Task requirements -> Copy out the records starting with the line containing "Can you find the woman?" and continuing through the end, requests included, but multiply every pixel coordinate in the answers by 2.5 and round each result to a whole number, rounding halves up. Leave all other text unchanged.
======== The input ========
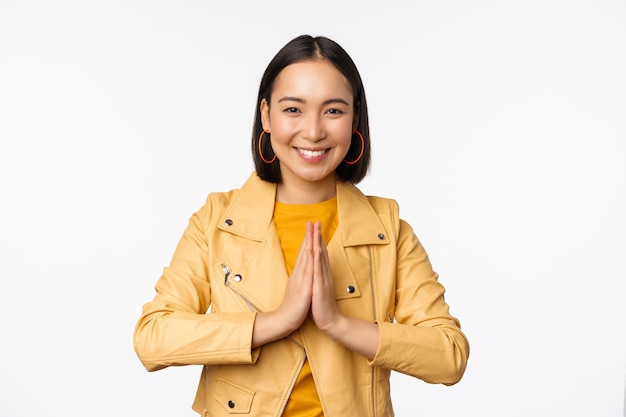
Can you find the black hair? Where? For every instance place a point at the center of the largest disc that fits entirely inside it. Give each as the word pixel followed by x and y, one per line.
pixel 299 49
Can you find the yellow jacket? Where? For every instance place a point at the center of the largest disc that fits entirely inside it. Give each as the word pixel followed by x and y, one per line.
pixel 229 264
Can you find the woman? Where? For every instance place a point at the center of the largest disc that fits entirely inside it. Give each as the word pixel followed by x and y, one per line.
pixel 297 293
========
Solution ->
Can you find the woman? Where? For every instance place a point at the center of the largest disc that fits entirely inside it. Give each as the word pixel followed by x and y, one per line.
pixel 743 733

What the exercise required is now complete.